The value of using a combination of sialography and endoscopic treatment of ductal pathology is becoming more widespread. This is not controversial but does require a careful coordinated effort between the sialendocopist and the imaging team.
SYSTEMIC AND FOCAL NONINFECTIOUS INFLAMMATORY CONDITIONS, RADIATION-INDUCED SIALOADENITIS, AND TRAUMATIC SIALOADENITIS
Systemic diseases that might present in and/or involve the parotid glands are mainly those due to autoimmune disease (Figs. 178.1–178.6), essentially Sjögren syndrome, Sjögren disease, and sarcoidosis (Fig. 178.7). Other more rare etiologies include Wegener granulomatosis (WG) and Rosai-Dorfman disease. Kimura disease may present as focal parotid disease (Fig. 178.8).
Radiation-induced sialoadenitis is a regional disease but is considered here because it typically involves all of the major salivary glands with a natural history that may be the same as autoimmune disease, although on a comparatively accelerated timetable (Fig. 178.9).
Posttraumatic sialoadenitis can be caused by blunt or penetrating injury (Fig. 178.10) and is sometimes iatrogenic (Fig. 178.11).
Prevalence and Epidemiology
These factors are described for autoimmune disease in Chapter 20, sarcoidosis in Chapter 18, WG in Chapter 17, and the presumed reactive and possibly inflammatory lymphoproliferative disorder Kimura disease in Chapter 26.

[Referring expression pointing data]
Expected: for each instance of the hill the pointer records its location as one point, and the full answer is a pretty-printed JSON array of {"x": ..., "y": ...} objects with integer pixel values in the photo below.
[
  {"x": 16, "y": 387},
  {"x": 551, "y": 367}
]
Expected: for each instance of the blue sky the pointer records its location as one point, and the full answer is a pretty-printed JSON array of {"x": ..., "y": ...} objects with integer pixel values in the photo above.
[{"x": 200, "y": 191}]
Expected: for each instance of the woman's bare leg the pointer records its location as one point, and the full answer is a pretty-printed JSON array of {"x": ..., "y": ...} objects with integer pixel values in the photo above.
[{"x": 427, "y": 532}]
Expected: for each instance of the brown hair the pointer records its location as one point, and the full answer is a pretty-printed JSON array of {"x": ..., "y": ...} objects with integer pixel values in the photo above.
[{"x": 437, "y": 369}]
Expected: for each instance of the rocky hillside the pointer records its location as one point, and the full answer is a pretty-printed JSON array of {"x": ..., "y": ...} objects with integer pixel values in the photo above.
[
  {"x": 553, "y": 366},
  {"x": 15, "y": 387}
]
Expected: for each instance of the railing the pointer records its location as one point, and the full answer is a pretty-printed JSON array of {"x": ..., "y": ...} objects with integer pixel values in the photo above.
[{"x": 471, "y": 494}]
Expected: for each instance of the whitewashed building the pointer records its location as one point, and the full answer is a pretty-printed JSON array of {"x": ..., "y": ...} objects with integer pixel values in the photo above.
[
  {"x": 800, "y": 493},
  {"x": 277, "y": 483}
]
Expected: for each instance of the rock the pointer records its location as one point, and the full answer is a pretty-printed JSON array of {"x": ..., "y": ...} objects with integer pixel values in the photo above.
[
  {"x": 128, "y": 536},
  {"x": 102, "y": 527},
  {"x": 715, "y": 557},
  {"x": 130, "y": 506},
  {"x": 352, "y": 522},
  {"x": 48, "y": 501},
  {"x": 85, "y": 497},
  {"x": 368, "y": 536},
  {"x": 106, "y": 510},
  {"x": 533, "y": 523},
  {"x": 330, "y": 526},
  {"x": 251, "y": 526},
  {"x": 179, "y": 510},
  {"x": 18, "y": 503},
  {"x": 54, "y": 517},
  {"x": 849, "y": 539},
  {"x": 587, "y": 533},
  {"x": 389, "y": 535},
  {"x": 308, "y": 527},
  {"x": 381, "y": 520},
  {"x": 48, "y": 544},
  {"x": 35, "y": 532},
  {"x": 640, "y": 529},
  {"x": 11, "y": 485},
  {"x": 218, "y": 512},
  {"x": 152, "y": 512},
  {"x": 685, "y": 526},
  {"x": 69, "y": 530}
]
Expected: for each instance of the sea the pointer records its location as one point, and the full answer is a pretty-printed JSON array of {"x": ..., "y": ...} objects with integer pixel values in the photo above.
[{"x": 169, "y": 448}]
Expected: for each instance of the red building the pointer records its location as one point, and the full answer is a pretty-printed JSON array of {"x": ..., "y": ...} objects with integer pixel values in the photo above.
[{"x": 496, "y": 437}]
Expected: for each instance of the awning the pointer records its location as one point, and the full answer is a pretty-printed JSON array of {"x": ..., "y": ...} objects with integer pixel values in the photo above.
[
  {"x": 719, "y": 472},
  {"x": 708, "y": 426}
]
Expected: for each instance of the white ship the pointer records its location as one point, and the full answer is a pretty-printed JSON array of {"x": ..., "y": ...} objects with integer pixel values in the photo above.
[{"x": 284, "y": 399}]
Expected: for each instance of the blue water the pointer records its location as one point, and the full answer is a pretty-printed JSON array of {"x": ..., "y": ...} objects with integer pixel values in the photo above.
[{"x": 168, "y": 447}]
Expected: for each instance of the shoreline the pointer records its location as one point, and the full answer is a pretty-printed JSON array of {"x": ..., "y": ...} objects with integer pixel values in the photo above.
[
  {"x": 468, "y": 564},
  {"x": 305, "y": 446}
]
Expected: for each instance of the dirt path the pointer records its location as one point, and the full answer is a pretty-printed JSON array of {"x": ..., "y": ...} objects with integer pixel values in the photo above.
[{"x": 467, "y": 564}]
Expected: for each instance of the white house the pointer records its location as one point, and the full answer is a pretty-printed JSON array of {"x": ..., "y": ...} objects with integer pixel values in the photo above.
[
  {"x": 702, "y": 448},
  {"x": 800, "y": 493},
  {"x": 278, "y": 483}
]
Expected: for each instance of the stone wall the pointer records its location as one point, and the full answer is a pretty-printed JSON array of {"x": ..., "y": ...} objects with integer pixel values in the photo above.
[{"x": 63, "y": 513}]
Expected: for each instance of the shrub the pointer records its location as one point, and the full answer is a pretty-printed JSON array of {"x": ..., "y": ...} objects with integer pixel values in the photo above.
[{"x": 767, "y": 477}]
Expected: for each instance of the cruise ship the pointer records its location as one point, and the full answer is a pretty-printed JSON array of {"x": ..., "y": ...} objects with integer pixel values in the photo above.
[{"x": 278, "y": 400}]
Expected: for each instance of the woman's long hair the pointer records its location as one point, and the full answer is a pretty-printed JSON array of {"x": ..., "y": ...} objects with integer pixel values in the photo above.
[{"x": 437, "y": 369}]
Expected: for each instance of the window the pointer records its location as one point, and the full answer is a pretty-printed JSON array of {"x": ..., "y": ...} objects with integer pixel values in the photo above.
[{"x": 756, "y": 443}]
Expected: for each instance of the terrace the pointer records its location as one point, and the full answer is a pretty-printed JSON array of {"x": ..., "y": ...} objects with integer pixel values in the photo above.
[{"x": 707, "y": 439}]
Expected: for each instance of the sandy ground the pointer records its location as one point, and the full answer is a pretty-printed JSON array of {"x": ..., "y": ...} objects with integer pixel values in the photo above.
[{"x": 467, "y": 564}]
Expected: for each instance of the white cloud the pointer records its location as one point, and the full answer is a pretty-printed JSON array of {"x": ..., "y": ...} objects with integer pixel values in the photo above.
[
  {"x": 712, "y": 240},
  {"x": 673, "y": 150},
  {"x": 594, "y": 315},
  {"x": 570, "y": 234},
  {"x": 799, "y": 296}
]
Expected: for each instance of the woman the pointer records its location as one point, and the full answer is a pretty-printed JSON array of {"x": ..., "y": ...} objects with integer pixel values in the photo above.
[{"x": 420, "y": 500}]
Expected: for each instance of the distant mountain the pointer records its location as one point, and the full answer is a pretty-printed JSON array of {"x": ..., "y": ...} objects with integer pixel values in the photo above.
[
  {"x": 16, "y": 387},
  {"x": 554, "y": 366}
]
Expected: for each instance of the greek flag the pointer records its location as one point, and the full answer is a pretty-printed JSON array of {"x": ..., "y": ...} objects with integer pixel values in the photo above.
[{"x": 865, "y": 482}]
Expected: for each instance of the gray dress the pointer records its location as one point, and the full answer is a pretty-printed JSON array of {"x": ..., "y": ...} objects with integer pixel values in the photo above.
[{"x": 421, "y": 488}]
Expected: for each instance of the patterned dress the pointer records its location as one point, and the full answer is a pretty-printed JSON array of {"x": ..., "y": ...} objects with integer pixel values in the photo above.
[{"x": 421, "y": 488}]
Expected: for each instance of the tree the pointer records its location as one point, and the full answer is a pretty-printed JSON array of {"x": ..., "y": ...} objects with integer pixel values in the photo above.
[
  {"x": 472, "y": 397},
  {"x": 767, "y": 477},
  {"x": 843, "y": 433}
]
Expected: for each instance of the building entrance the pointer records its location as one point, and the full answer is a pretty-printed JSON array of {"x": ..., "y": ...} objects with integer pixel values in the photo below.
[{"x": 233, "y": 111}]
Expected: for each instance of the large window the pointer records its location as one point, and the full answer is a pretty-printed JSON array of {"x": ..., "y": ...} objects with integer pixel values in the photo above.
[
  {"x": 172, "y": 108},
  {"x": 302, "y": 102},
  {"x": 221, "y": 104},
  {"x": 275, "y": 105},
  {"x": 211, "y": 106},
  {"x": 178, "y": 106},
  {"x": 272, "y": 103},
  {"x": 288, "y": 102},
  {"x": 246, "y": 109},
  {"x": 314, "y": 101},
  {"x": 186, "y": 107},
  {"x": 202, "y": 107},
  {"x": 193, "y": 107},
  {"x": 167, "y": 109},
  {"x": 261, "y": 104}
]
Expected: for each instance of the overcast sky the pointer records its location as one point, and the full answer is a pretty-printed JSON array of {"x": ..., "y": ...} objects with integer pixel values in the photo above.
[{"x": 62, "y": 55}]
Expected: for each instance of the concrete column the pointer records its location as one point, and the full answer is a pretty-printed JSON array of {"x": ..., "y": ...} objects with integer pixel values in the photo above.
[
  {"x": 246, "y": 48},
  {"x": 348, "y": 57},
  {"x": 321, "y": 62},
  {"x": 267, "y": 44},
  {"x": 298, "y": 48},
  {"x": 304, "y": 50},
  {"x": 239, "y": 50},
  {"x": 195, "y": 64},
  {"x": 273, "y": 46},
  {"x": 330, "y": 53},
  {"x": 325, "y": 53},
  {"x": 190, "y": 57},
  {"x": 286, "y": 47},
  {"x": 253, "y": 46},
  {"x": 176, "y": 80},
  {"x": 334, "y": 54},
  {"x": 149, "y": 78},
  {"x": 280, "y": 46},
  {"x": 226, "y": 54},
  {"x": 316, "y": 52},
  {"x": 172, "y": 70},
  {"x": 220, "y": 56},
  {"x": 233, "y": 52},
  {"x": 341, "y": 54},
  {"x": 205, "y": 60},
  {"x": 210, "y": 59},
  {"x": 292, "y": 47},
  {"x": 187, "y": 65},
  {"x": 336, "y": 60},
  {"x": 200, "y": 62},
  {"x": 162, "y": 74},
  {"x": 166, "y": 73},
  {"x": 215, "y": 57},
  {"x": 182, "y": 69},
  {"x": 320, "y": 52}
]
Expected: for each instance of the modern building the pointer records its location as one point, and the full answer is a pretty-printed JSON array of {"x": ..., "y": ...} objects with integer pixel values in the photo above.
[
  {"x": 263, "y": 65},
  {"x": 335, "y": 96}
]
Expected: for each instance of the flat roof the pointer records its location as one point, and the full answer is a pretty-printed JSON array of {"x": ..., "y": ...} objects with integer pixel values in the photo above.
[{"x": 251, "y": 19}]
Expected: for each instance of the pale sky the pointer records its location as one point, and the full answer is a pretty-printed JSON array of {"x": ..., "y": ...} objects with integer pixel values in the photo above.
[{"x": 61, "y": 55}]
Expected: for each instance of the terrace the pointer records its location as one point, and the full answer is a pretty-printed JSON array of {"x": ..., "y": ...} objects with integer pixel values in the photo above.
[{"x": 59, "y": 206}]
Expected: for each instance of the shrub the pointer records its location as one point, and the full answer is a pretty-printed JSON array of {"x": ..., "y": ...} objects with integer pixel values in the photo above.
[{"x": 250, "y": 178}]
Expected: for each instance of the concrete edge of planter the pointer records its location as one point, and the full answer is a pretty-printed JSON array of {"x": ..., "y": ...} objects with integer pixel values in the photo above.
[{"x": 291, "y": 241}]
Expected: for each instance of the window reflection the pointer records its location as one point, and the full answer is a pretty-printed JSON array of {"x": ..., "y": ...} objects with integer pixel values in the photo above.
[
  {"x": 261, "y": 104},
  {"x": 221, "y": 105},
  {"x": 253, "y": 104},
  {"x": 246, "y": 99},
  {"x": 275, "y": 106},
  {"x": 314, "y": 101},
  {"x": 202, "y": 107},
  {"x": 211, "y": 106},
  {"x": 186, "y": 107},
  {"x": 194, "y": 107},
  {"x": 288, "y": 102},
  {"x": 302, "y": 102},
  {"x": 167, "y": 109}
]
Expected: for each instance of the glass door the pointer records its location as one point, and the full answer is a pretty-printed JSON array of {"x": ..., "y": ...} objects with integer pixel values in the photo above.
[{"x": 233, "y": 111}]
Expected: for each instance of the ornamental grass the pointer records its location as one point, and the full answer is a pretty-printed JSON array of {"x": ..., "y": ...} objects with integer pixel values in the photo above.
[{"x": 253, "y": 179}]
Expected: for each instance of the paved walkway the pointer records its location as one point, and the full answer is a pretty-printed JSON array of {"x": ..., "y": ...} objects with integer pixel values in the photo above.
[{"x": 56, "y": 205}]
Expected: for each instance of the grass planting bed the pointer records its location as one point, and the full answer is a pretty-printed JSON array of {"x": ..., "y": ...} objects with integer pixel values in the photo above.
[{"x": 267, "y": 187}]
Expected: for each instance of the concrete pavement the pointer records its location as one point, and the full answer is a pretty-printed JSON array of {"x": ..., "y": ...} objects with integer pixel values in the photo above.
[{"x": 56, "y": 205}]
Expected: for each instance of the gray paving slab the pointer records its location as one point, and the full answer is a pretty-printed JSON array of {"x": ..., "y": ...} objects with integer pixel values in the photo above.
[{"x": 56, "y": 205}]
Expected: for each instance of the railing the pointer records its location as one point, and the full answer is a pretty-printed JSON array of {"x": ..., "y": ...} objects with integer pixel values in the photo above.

### Required tasks
A: Answer these questions from the sialoadenitis text, marking each answer to match its question:
(i) Which disease may present as focal parotid disease?
(ii) Which two kinds of injury can cause posttraumatic sialoadenitis?
(iii) Which chapter describes the prevalence and epidemiology of sarcoidosis?
B: Reproduce the part of the sialoadenitis text that opens with the words containing "The value of" and closes with "disease (Fig. 178.8).", swapping "Wegener granulomatosis" for "granulomatosis with polyangiitis".
C: Decide whether each statement agrees with the sialoadenitis text. Answer yes or no, and quote the words from the text that decide it.
(i) The text describes combining sialography with endoscopic treatment of ductal pathology as controversial.
(ii) Radiation-induced sialoadenitis typically involves all of the major salivary glands.
(iii) Posttraumatic sialoadenitis is never iatrogenic.

### Task solutions
A:
(i) Kimura disease
(ii) Blunt or penetrating injury
(iii) Chapter 18

B:
The value of using a combination of sialography and endoscopic treatment of ductal pathology is becoming more widespread. This is not controversial but does require a careful coordinated effort between the sialendocopist and the imaging team.
SYSTEMIC AND FOCAL NONINFECTIOUS INFLAMMATORY CONDITIONS, RADIATION-INDUCED SIALOADENITIS, AND TRAUMATIC SIALOADENITIS
Systemic diseases that might present in and/or involve the parotid glands are mainly those due to autoimmune disease (Figs. 178.1–178.6), essentially Sjögren syndrome, Sjögren disease, and sarcoidosis (Fig. 178.7). Other more rare etiologies include granulomatosis with polyangiitis (WG) and Rosai-Dorfman disease. Kimura disease may present as focal parotid disease (Fig. 178.8).

C:
(i) No: "This is not controversial"
(ii) Yes: "it typically involves all of the major salivary glands"
(iii) No: "is sometimes iatrogenic"